• **Exercise prompt**
Pull out the lines below, starting at the one containing "Find the stone" and running up to and including the one containing "M 214 47 L 213". Copy them word for word.
--*--
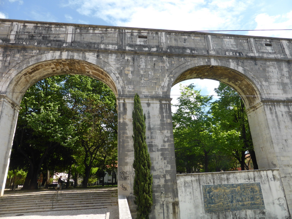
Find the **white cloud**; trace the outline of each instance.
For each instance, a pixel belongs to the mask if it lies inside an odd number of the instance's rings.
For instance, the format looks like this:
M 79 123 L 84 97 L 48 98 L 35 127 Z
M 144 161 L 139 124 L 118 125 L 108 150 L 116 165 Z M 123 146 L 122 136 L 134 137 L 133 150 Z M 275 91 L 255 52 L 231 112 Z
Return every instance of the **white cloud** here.
M 65 18 L 67 20 L 70 22 L 72 22 L 73 20 L 73 18 L 69 15 L 65 14 L 64 15 L 65 16 Z
M 69 0 L 65 6 L 117 26 L 202 30 L 239 29 L 241 13 L 253 1 Z
M 257 25 L 255 29 L 292 29 L 292 11 L 282 15 L 270 16 L 267 13 L 258 15 L 255 20 Z M 292 31 L 249 31 L 248 34 L 284 38 L 292 38 Z
M 8 18 L 8 16 L 7 16 L 4 13 L 0 12 L 0 18 L 7 19 Z
M 22 0 L 9 0 L 11 2 L 15 2 L 16 1 L 19 2 L 19 4 L 22 5 L 23 4 L 23 1 Z
M 173 98 L 171 103 L 176 104 L 178 102 L 176 98 L 180 94 L 180 84 L 181 84 L 183 86 L 187 86 L 191 84 L 193 84 L 196 86 L 195 89 L 198 91 L 201 90 L 201 95 L 216 95 L 217 94 L 214 91 L 214 89 L 217 88 L 219 85 L 219 82 L 217 81 L 209 79 L 191 79 L 184 81 L 174 85 L 171 88 L 171 97 Z M 214 96 L 213 100 L 218 98 L 217 96 Z M 172 107 L 172 111 L 174 112 L 175 108 Z
M 49 12 L 32 11 L 30 12 L 30 15 L 35 20 L 53 22 L 57 22 L 55 17 Z

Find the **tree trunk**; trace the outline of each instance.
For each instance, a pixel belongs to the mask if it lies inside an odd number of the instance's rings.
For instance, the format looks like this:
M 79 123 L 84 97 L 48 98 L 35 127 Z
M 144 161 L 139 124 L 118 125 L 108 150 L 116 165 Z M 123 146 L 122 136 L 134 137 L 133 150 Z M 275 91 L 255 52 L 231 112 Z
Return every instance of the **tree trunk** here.
M 253 162 L 253 169 L 258 170 L 258 163 L 256 161 L 256 158 L 255 157 L 255 151 L 253 150 L 251 150 L 249 151 L 249 154 L 251 155 L 251 161 Z
M 46 183 L 46 188 L 47 189 L 48 187 L 49 184 L 50 184 L 50 171 L 47 170 L 47 181 Z
M 32 166 L 33 165 L 32 164 L 29 165 L 28 171 L 27 171 L 27 174 L 26 175 L 26 177 L 25 177 L 25 180 L 23 183 L 23 186 L 22 189 L 29 189 L 29 182 L 30 181 L 31 179 L 32 178 L 32 174 L 33 173 L 33 167 Z
M 91 167 L 89 166 L 85 165 L 85 177 L 83 179 L 83 185 L 82 187 L 83 188 L 86 188 L 87 187 L 87 184 L 88 183 L 88 180 L 89 178 L 89 174 L 90 173 L 90 170 L 91 169 Z
M 71 167 L 70 165 L 69 167 L 69 171 L 68 172 L 68 177 L 67 178 L 67 182 L 66 183 L 66 188 L 69 188 L 70 186 L 70 176 L 71 176 Z
M 205 173 L 208 173 L 209 172 L 209 168 L 208 167 L 209 159 L 209 158 L 208 157 L 208 152 L 205 149 L 204 149 L 204 151 L 205 161 Z
M 241 170 L 244 170 L 245 169 L 245 152 L 241 152 L 241 159 L 240 161 L 240 167 Z

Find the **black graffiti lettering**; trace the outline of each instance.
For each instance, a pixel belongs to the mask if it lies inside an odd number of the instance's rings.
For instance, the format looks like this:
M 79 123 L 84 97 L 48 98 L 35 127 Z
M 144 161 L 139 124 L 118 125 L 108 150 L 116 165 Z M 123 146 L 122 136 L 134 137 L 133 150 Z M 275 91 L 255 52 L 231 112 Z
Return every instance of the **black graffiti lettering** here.
M 122 187 L 122 189 L 124 190 L 124 191 L 127 191 L 127 187 L 126 187 L 124 185 L 123 185 L 122 183 L 121 184 L 121 186 Z
M 128 171 L 121 171 L 120 172 L 119 174 L 122 180 L 126 181 L 129 180 L 130 177 L 128 173 Z
M 276 167 L 276 166 L 277 166 L 276 165 L 276 164 L 274 164 L 274 162 L 273 162 L 272 161 L 271 162 L 271 163 L 272 164 L 272 165 L 274 166 L 274 167 Z

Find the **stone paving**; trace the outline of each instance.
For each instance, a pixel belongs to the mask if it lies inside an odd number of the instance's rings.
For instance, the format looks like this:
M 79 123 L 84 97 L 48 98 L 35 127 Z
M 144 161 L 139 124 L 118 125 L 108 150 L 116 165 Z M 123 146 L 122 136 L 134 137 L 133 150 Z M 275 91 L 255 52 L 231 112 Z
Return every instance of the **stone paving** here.
M 101 190 L 106 188 L 101 188 Z M 72 189 L 71 191 L 90 190 L 94 189 L 92 188 L 82 189 Z M 66 191 L 69 191 L 66 190 Z M 20 190 L 12 191 L 7 190 L 6 194 L 19 194 L 20 195 L 26 194 L 40 193 L 50 192 L 47 190 L 32 190 L 28 192 L 27 191 L 22 191 Z M 1 210 L 1 209 L 0 209 Z M 119 207 L 118 206 L 113 206 L 105 207 L 104 208 L 90 209 L 88 210 L 72 211 L 45 211 L 34 213 L 24 213 L 0 215 L 0 218 L 2 219 L 119 219 Z
M 107 208 L 79 211 L 45 211 L 0 215 L 3 219 L 119 219 L 117 206 Z

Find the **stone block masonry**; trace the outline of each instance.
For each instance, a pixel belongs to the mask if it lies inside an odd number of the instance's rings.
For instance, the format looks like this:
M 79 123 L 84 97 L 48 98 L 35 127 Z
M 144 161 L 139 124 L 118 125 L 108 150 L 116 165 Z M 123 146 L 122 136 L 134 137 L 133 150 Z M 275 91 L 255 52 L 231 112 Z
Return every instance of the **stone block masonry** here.
M 119 171 L 124 175 L 119 194 L 126 196 L 134 217 L 132 112 L 140 95 L 153 165 L 150 217 L 162 216 L 164 191 L 166 218 L 178 219 L 170 91 L 183 81 L 206 78 L 242 96 L 259 166 L 278 168 L 292 212 L 291 51 L 289 39 L 0 19 L 1 194 L 24 93 L 46 77 L 82 74 L 105 83 L 117 98 Z

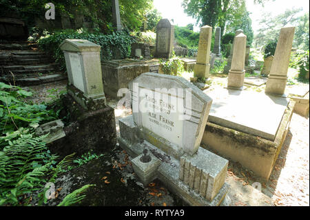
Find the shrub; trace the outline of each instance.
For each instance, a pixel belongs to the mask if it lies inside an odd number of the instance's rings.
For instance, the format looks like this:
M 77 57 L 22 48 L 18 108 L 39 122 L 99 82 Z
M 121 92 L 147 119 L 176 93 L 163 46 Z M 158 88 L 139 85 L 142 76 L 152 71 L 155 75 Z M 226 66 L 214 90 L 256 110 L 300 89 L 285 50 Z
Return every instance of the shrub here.
M 111 34 L 101 33 L 88 33 L 82 30 L 67 30 L 47 35 L 39 40 L 39 46 L 43 50 L 50 52 L 56 62 L 59 63 L 62 70 L 65 70 L 65 61 L 63 52 L 59 45 L 66 39 L 86 39 L 101 46 L 101 57 L 102 60 L 115 59 L 114 51 L 121 52 L 123 57 L 130 55 L 131 44 L 134 39 L 126 32 L 114 32 Z
M 299 80 L 309 81 L 309 79 L 306 79 L 306 74 L 309 71 L 309 51 L 297 51 L 292 66 L 298 69 L 298 79 Z

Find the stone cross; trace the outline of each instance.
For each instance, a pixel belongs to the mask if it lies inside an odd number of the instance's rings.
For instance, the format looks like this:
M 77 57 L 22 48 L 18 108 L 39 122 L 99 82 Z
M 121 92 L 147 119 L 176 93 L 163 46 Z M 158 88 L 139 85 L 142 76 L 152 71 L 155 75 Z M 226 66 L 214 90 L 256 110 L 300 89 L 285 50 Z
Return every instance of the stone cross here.
M 121 23 L 118 0 L 112 0 L 112 17 L 113 27 L 116 30 L 122 30 L 123 27 Z
M 210 71 L 210 48 L 212 28 L 208 26 L 200 28 L 197 61 L 194 68 L 194 77 L 208 78 Z
M 158 21 L 156 26 L 156 57 L 170 58 L 174 41 L 174 26 L 168 19 Z
M 247 36 L 240 33 L 235 37 L 231 67 L 228 74 L 227 88 L 242 90 L 245 80 L 245 59 Z
M 294 37 L 295 27 L 282 28 L 265 92 L 283 95 L 287 86 L 287 70 Z
M 214 47 L 213 48 L 213 52 L 217 57 L 220 56 L 220 28 L 217 27 L 215 32 Z

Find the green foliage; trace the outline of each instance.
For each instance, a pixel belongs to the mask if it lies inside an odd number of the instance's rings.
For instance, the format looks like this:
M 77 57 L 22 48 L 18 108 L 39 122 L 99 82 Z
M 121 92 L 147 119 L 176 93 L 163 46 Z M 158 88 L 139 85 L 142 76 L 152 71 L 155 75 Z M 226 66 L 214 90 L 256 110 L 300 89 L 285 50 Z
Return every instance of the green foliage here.
M 70 206 L 74 203 L 76 203 L 81 201 L 83 199 L 85 198 L 85 195 L 81 195 L 82 193 L 84 193 L 90 187 L 94 186 L 94 184 L 87 184 L 79 189 L 77 189 L 70 194 L 68 194 L 63 200 L 58 204 L 57 206 Z
M 111 34 L 101 33 L 92 34 L 72 30 L 63 30 L 48 35 L 40 39 L 39 46 L 41 49 L 53 54 L 56 61 L 62 69 L 65 70 L 65 61 L 63 52 L 59 48 L 59 45 L 66 39 L 86 39 L 101 46 L 101 57 L 102 60 L 110 60 L 116 58 L 116 51 L 119 51 L 122 57 L 129 57 L 131 44 L 134 39 L 127 32 L 114 32 Z
M 293 45 L 300 50 L 309 50 L 309 12 L 300 17 L 298 21 L 298 25 L 295 31 L 294 41 Z
M 181 72 L 184 71 L 183 62 L 174 53 L 169 59 L 160 59 L 159 63 L 163 73 L 166 74 L 181 76 Z
M 138 43 L 155 45 L 156 41 L 156 33 L 147 30 L 147 32 L 133 32 L 130 34 L 135 37 Z
M 284 13 L 276 17 L 273 17 L 271 13 L 262 14 L 260 21 L 260 27 L 261 28 L 255 37 L 254 45 L 256 47 L 263 46 L 269 42 L 278 39 L 281 28 L 288 26 L 296 26 L 300 19 L 297 14 L 301 10 L 302 8 L 293 8 L 287 9 Z M 302 29 L 307 30 L 307 28 Z M 309 36 L 309 31 L 307 34 Z
M 227 63 L 227 61 L 220 62 L 219 60 L 214 61 L 214 66 L 213 69 L 211 70 L 211 73 L 219 73 L 223 72 L 224 67 Z
M 278 41 L 273 41 L 268 43 L 267 45 L 266 45 L 266 46 L 265 47 L 264 59 L 269 56 L 274 55 L 276 48 L 277 47 L 277 42 Z
M 198 48 L 199 33 L 189 30 L 187 27 L 174 26 L 174 37 L 178 44 L 184 48 Z
M 147 30 L 155 32 L 156 29 L 157 23 L 163 18 L 161 12 L 156 9 L 153 9 L 148 12 L 146 15 Z

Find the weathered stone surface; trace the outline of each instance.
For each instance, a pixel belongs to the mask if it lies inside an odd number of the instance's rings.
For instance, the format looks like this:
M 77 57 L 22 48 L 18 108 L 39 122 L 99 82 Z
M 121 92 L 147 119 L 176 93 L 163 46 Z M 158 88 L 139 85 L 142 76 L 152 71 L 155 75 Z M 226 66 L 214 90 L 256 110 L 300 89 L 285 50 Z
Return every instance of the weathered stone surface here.
M 152 131 L 189 154 L 198 150 L 211 99 L 182 77 L 151 72 L 140 75 L 129 87 L 138 127 L 147 133 Z
M 66 39 L 60 48 L 65 54 L 68 85 L 80 90 L 87 98 L 105 100 L 100 46 L 84 39 Z
M 213 52 L 216 54 L 216 56 L 220 56 L 220 28 L 216 27 L 215 31 L 215 39 L 214 39 L 214 46 L 213 48 Z
M 194 69 L 194 76 L 195 77 L 209 77 L 211 37 L 211 27 L 205 26 L 200 28 L 197 61 Z
M 227 87 L 242 90 L 245 80 L 245 58 L 247 36 L 242 33 L 235 37 L 231 66 L 228 74 Z
M 122 30 L 123 27 L 121 23 L 118 0 L 112 0 L 112 21 L 113 27 L 116 30 Z
M 206 93 L 213 99 L 209 121 L 271 141 L 289 103 L 288 99 L 253 91 L 217 89 Z
M 143 154 L 141 154 L 132 160 L 132 166 L 135 173 L 145 185 L 147 185 L 157 177 L 157 169 L 161 165 L 161 161 L 152 153 L 149 154 L 151 161 L 147 163 L 141 161 L 141 158 Z
M 168 19 L 161 19 L 156 26 L 156 57 L 170 58 L 174 41 L 174 26 Z
M 65 157 L 92 150 L 100 154 L 114 148 L 116 130 L 113 108 L 107 106 L 86 110 L 69 94 L 63 96 L 59 101 L 63 106 L 60 117 L 66 117 L 68 126 L 63 128 L 65 137 L 49 143 L 52 153 Z
M 189 188 L 212 201 L 224 185 L 228 161 L 203 148 L 180 159 L 179 178 Z
M 135 60 L 112 60 L 101 63 L 105 93 L 114 99 L 118 90 L 128 88 L 128 83 L 143 72 L 149 72 L 153 63 Z M 157 66 L 158 68 L 158 66 Z M 123 94 L 121 94 L 123 95 Z
M 295 27 L 281 28 L 270 74 L 266 83 L 266 93 L 278 95 L 285 93 L 294 32 Z

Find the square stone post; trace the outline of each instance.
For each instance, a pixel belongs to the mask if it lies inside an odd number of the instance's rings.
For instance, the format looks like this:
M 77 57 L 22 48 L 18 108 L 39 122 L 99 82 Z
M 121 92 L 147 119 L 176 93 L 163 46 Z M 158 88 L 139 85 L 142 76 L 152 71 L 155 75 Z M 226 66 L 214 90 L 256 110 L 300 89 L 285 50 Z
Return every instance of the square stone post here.
M 239 34 L 240 33 L 243 33 L 243 30 L 241 29 L 238 29 L 235 32 L 235 38 L 238 34 Z M 231 59 L 232 59 L 232 55 L 234 54 L 235 38 L 234 38 L 233 44 L 231 46 L 231 48 L 230 49 L 229 56 L 228 56 L 228 59 L 227 59 L 227 64 L 224 67 L 223 73 L 228 73 L 230 70 L 230 68 L 231 66 Z
M 245 81 L 245 59 L 247 36 L 240 33 L 234 40 L 234 54 L 231 67 L 228 74 L 227 88 L 229 89 L 242 90 Z
M 194 68 L 194 77 L 208 78 L 210 71 L 210 48 L 212 28 L 208 26 L 200 28 L 197 61 Z
M 295 27 L 282 28 L 274 53 L 265 92 L 283 95 L 287 86 L 287 70 L 294 37 Z
M 220 28 L 217 27 L 216 28 L 215 39 L 214 39 L 214 47 L 213 48 L 213 52 L 216 54 L 217 57 L 220 56 Z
--*--
• **Reply**
Find the stone cross; trace the outline of each instance.
For each instance, a pixel belongs to the mask if it lies inside an odd number of the instance's rings.
For instance, the format looks like this:
M 77 57 L 22 48 L 18 108 L 39 122 L 99 82 Z
M 121 92 L 147 119 L 176 93 L 163 46 Z M 158 88 L 139 85 L 142 76 L 152 71 L 155 75 Z M 226 66 L 214 90 L 256 110 L 300 89 L 285 50 Z
Return every instance of the stone cross here.
M 121 23 L 118 0 L 112 0 L 112 17 L 113 27 L 116 30 L 122 30 L 123 27 Z
M 210 71 L 210 48 L 212 28 L 208 26 L 200 28 L 197 61 L 194 68 L 194 77 L 208 78 Z
M 158 21 L 156 26 L 156 57 L 170 58 L 174 41 L 174 26 L 168 19 Z
M 247 36 L 240 33 L 235 37 L 231 67 L 228 74 L 227 88 L 242 90 L 245 80 L 245 59 Z
M 294 37 L 295 27 L 282 28 L 265 92 L 283 95 L 287 86 L 287 70 Z
M 214 47 L 213 48 L 213 52 L 217 57 L 220 56 L 220 28 L 217 27 L 215 32 Z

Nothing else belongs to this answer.